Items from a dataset

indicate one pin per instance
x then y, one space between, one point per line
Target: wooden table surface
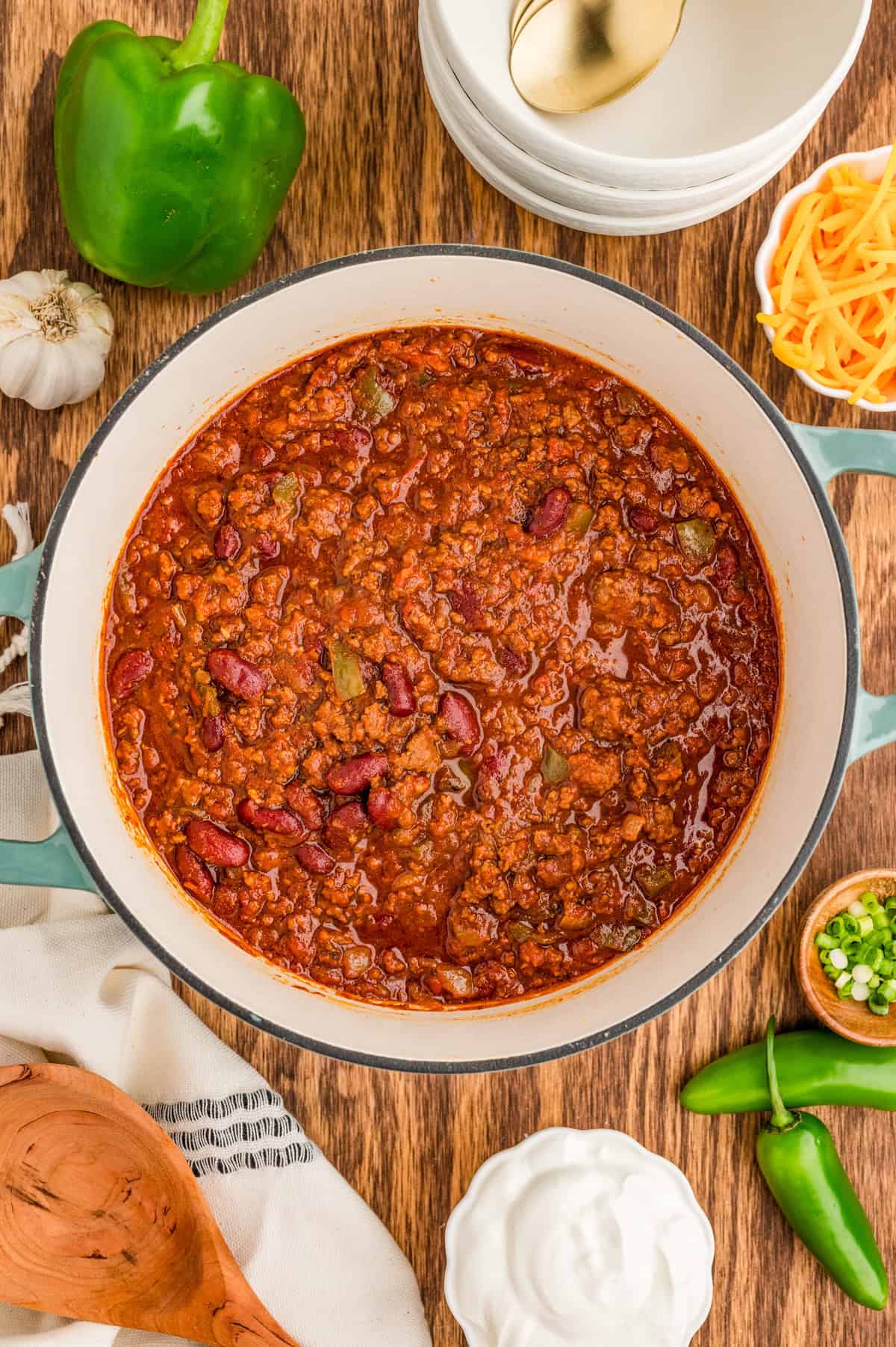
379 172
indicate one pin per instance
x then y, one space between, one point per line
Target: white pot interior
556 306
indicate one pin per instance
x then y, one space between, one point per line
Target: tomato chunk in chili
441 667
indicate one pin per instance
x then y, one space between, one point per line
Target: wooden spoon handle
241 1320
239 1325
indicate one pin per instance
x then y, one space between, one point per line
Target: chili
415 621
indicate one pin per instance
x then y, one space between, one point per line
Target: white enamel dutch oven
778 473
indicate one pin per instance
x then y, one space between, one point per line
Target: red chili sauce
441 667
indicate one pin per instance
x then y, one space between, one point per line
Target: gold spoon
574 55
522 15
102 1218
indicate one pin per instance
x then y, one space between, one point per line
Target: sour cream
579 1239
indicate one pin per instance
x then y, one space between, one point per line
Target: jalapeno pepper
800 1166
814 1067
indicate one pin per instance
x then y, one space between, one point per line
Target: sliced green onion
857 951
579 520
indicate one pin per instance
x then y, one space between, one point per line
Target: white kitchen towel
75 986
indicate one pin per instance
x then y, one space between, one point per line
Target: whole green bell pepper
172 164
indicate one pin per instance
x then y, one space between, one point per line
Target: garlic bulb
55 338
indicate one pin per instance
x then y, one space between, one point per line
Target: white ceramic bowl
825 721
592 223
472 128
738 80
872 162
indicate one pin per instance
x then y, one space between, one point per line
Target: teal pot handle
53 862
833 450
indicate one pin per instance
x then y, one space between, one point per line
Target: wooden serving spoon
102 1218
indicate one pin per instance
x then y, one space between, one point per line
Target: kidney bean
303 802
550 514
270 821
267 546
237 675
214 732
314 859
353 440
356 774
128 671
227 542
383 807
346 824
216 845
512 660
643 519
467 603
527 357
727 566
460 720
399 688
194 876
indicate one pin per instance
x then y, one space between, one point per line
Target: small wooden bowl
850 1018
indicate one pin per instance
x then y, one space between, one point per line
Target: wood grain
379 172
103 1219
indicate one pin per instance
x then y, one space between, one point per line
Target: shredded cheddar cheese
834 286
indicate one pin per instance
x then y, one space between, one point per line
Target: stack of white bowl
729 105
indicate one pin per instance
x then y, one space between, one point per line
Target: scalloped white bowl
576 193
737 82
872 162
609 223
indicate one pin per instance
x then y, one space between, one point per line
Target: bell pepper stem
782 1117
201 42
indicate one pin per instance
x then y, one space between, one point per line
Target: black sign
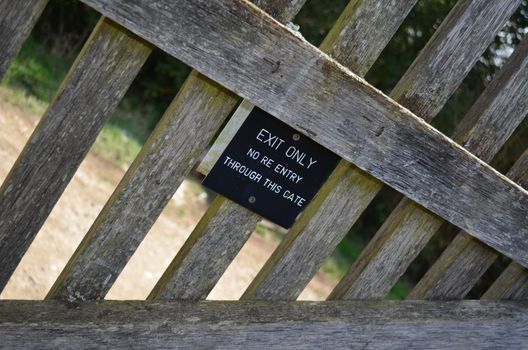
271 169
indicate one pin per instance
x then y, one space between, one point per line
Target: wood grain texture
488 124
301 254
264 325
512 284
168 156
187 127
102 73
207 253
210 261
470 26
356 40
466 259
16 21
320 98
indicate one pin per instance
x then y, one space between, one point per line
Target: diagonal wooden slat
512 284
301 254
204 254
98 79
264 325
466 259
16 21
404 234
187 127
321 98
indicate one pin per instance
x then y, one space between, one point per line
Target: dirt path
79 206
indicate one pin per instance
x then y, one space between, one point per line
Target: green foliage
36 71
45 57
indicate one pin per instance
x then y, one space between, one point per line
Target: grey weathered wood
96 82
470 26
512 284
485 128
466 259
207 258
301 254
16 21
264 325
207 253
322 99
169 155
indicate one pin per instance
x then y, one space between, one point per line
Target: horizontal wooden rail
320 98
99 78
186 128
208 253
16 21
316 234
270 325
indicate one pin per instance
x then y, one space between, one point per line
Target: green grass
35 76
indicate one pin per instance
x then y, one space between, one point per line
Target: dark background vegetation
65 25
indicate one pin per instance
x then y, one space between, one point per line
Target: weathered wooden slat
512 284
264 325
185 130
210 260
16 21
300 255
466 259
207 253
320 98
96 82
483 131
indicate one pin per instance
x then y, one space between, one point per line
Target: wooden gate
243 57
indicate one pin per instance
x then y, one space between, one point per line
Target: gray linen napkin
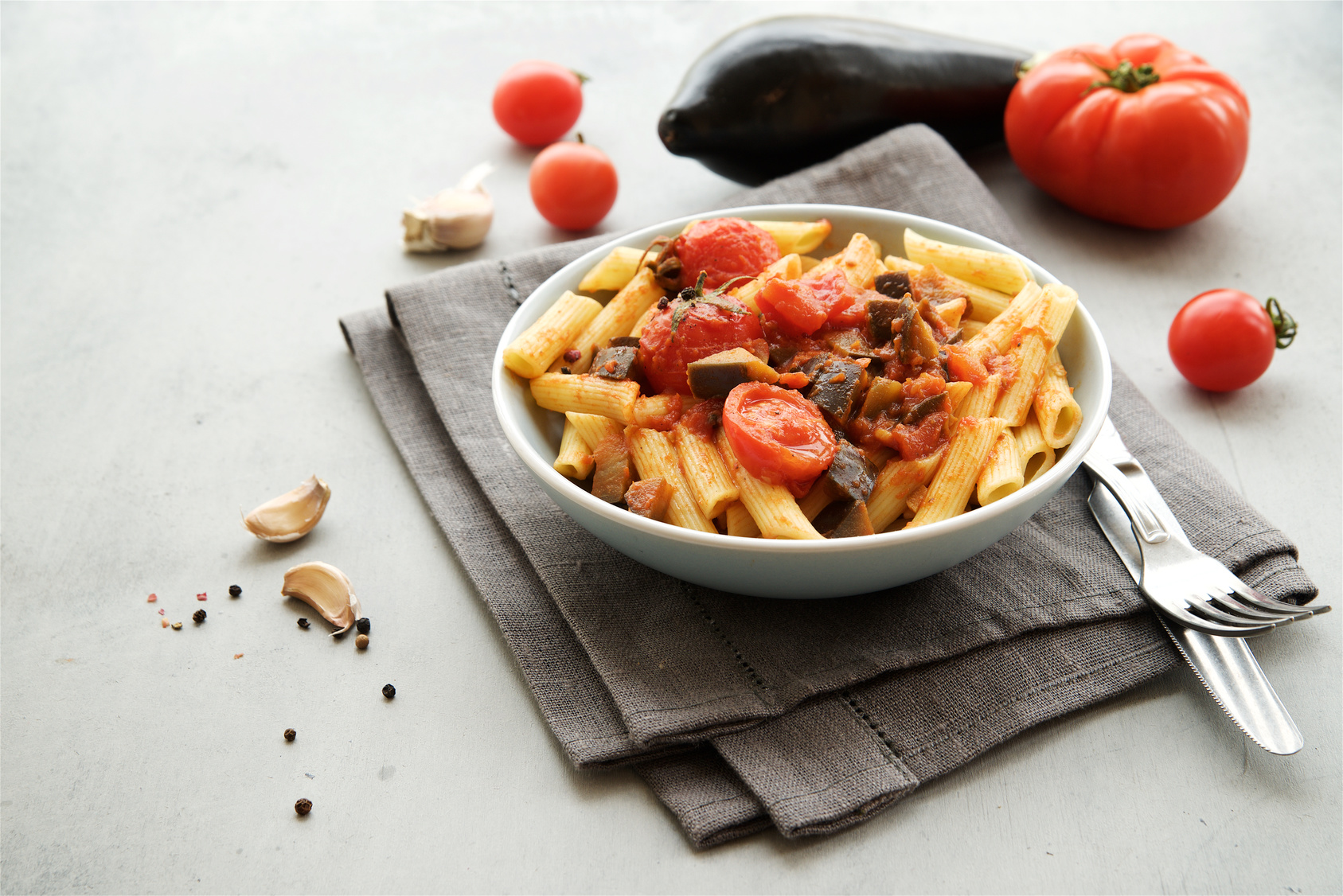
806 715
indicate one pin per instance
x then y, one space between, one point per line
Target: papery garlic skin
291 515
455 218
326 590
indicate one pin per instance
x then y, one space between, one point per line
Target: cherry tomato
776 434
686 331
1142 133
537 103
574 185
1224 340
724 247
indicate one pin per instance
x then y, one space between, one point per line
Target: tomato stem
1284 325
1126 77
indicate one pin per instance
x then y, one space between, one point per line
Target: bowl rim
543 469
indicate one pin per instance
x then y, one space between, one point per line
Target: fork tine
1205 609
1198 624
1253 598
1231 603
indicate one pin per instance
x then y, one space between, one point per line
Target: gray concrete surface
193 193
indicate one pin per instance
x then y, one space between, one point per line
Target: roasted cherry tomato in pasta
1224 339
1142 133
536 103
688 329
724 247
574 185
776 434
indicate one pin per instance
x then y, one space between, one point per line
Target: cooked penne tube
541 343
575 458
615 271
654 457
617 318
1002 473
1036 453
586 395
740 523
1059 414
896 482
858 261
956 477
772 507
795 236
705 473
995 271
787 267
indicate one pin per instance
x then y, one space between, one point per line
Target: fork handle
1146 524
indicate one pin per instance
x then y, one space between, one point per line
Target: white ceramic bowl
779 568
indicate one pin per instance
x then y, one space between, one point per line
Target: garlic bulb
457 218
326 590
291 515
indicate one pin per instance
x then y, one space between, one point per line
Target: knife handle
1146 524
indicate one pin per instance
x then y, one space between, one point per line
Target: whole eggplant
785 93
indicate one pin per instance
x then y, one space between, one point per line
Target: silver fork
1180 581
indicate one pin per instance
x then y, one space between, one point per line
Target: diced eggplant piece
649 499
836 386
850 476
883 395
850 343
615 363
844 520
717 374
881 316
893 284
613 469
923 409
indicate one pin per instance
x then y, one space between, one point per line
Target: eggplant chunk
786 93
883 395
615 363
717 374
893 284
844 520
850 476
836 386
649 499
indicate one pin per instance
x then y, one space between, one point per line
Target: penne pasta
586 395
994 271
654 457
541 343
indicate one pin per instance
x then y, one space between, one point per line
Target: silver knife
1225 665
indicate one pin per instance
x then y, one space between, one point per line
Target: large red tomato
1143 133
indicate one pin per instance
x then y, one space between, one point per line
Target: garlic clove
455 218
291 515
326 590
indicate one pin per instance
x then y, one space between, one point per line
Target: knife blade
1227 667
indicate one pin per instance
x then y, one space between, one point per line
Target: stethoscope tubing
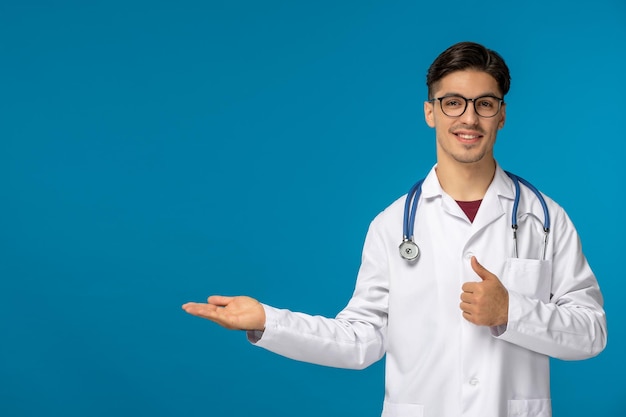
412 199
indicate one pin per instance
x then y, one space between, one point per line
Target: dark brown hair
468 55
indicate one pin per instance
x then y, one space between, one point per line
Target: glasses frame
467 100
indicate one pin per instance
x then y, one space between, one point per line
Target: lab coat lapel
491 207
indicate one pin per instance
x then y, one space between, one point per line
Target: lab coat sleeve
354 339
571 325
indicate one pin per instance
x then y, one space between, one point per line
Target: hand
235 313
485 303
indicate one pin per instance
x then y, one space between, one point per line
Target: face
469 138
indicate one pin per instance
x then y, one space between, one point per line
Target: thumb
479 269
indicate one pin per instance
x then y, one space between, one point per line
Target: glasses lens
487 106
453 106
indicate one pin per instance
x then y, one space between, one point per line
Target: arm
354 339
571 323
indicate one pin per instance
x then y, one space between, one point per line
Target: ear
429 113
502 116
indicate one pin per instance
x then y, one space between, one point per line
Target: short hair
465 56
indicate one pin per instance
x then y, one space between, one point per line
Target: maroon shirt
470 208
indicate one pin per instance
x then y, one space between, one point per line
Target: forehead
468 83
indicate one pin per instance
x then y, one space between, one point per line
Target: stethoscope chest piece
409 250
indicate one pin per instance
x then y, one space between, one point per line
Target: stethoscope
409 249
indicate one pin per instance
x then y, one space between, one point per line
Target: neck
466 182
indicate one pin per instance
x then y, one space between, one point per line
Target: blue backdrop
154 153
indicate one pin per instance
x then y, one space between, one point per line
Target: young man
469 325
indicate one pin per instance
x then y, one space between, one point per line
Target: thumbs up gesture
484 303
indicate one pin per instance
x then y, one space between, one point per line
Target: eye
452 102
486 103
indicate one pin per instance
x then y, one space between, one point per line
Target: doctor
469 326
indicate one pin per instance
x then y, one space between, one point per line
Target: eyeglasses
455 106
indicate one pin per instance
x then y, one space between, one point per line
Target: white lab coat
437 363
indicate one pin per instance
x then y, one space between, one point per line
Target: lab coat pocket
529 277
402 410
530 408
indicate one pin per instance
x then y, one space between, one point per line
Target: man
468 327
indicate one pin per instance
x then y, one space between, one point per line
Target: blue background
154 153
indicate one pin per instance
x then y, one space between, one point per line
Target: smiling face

WRITTEN EXERCISE: Collect every line in the rows above that contains the word "chili".

RESULT OF THE EXERCISE:
Target: tomato chunk in chili
Target: chili
Target: red chili sauce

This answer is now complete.